> **Task details**: Look through the listing and locate every line containing the word "brown"; copy those lines.

> **Exercise data**:
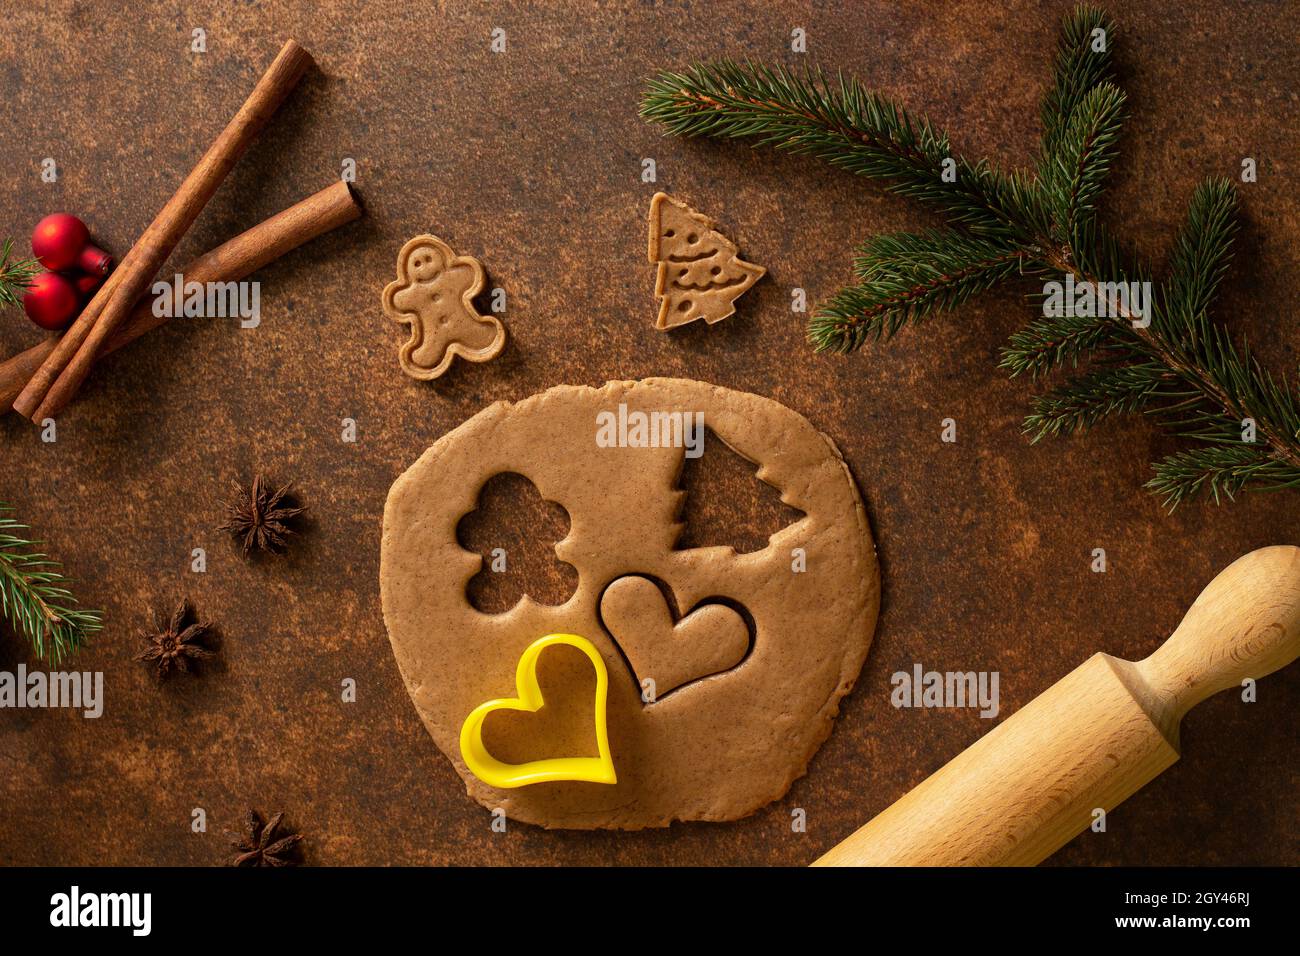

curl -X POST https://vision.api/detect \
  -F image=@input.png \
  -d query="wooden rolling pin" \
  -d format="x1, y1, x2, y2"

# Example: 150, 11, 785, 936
814, 545, 1300, 866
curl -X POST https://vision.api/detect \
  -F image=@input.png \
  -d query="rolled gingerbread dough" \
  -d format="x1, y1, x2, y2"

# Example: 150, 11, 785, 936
380, 378, 879, 828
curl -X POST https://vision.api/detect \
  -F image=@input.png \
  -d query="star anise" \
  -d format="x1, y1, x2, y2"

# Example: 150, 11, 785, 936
219, 474, 306, 555
136, 599, 215, 678
228, 809, 303, 867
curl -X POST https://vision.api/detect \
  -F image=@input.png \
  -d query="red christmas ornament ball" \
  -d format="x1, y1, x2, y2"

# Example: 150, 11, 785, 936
22, 271, 81, 331
31, 213, 90, 271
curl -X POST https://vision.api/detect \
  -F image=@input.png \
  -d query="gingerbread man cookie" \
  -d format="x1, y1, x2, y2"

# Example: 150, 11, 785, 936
382, 235, 507, 380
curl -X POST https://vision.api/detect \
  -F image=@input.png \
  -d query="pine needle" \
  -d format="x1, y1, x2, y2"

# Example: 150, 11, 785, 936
0, 503, 103, 665
1041, 82, 1126, 240
0, 238, 37, 309
1039, 5, 1117, 159
809, 230, 1034, 350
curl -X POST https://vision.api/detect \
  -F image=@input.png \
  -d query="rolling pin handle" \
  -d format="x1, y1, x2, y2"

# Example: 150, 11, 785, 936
1136, 545, 1300, 725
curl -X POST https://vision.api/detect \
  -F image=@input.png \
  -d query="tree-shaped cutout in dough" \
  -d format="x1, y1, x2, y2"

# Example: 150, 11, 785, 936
382, 234, 507, 380
457, 473, 579, 613
648, 192, 766, 330
672, 429, 804, 553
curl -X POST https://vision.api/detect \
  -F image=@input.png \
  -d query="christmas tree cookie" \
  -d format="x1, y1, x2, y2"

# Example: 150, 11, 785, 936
647, 193, 765, 330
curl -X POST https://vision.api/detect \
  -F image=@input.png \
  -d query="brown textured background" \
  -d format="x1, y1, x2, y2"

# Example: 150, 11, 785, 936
1, 0, 1297, 866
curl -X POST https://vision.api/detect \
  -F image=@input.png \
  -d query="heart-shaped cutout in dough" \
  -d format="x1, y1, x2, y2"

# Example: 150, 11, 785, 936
459, 633, 617, 789
599, 575, 751, 699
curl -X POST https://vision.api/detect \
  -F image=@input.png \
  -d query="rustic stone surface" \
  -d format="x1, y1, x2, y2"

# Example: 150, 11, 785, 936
0, 0, 1296, 864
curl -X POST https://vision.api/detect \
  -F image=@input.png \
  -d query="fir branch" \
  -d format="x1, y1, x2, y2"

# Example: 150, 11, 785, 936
1037, 209, 1300, 494
808, 231, 1034, 350
0, 503, 103, 665
641, 5, 1300, 507
1041, 82, 1126, 240
1023, 360, 1169, 440
1146, 445, 1300, 509
1039, 5, 1116, 159
999, 311, 1118, 379
640, 60, 1037, 241
1161, 177, 1238, 334
0, 238, 37, 309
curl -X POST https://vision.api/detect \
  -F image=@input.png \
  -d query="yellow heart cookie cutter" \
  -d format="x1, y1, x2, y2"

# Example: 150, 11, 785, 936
459, 633, 617, 789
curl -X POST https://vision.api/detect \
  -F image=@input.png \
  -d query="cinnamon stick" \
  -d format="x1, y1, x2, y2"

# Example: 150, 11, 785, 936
13, 39, 314, 422
0, 181, 360, 410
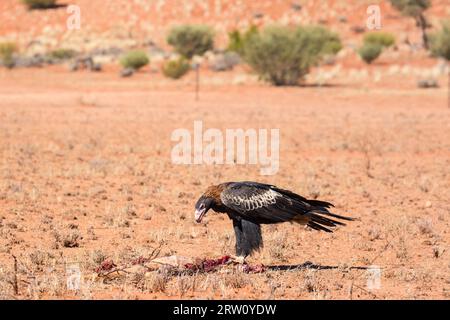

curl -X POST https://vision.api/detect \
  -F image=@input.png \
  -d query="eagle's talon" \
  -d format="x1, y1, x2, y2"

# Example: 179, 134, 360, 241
230, 255, 246, 264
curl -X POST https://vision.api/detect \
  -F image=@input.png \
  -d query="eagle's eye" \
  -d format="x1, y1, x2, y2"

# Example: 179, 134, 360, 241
199, 203, 205, 209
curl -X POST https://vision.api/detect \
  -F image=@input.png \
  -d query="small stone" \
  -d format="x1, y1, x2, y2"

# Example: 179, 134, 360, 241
351, 26, 365, 34
417, 79, 439, 89
291, 2, 302, 11
83, 57, 94, 69
68, 61, 79, 72
209, 52, 240, 72
120, 68, 134, 77
14, 55, 44, 68
89, 62, 102, 72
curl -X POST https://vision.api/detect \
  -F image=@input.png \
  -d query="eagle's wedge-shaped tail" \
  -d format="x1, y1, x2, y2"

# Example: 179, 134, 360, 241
294, 202, 354, 232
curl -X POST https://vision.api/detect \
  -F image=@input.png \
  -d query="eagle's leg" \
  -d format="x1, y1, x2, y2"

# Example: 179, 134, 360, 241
232, 218, 263, 263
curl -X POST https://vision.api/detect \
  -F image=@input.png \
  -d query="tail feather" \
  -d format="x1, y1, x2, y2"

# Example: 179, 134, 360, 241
306, 199, 335, 208
310, 209, 354, 222
307, 221, 333, 232
295, 208, 354, 232
268, 186, 354, 233
310, 213, 345, 227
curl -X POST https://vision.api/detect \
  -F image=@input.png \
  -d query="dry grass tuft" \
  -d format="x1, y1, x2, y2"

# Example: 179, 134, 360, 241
0, 268, 16, 299
146, 269, 171, 293
367, 226, 382, 241
267, 231, 290, 262
52, 230, 82, 248
432, 246, 445, 259
28, 250, 54, 272
223, 270, 248, 289
417, 218, 434, 236
176, 274, 197, 297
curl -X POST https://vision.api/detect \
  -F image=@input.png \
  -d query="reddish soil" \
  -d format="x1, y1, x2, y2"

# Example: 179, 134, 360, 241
0, 0, 449, 300
0, 65, 448, 299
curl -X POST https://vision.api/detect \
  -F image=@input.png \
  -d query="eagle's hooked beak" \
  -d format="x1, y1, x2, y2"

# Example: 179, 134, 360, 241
195, 208, 206, 223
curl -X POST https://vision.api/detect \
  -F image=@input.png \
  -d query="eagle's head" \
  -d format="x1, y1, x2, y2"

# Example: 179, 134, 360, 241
194, 195, 214, 223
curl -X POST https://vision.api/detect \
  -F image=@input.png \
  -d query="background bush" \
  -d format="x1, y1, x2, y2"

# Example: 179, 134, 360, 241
299, 25, 343, 57
0, 42, 17, 68
162, 57, 190, 79
358, 43, 383, 64
363, 32, 396, 48
49, 49, 77, 60
120, 50, 149, 70
430, 21, 450, 60
389, 0, 431, 49
243, 25, 342, 86
227, 26, 259, 55
167, 25, 214, 59
22, 0, 57, 9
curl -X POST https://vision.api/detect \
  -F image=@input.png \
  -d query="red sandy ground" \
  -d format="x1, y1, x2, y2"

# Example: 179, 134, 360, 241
0, 65, 448, 299
0, 0, 449, 300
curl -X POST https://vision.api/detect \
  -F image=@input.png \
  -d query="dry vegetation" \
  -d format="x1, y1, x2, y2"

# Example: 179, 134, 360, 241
0, 0, 449, 300
0, 66, 448, 299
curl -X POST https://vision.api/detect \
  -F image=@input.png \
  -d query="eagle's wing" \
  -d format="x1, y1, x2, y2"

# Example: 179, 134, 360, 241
220, 181, 351, 231
220, 182, 309, 223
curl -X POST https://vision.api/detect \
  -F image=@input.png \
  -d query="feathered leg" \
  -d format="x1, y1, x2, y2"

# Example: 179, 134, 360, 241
232, 219, 263, 260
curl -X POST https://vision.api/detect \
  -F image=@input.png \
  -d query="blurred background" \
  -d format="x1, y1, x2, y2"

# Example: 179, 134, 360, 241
0, 0, 449, 90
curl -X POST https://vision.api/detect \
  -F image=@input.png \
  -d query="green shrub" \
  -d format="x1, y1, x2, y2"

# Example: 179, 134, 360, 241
227, 30, 244, 54
363, 32, 396, 48
120, 50, 149, 70
389, 0, 431, 48
162, 57, 190, 79
243, 25, 342, 86
0, 42, 17, 68
49, 48, 77, 60
227, 25, 259, 55
167, 25, 214, 59
22, 0, 57, 9
299, 25, 343, 56
390, 0, 430, 18
430, 21, 450, 61
358, 43, 383, 64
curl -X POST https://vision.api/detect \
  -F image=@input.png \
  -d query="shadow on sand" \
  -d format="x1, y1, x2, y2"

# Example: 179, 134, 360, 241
28, 3, 68, 10
267, 261, 372, 272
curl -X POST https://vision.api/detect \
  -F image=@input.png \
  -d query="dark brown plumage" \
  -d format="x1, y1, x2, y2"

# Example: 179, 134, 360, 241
194, 181, 354, 258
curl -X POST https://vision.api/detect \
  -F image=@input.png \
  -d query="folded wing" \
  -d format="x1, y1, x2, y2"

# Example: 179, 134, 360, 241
220, 181, 353, 231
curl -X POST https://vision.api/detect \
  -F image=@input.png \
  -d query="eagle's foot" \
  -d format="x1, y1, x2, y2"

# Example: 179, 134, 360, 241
230, 255, 246, 264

> **Written answer**:
  -d query="brown textured background" \
  -d query="dark brown plumage" \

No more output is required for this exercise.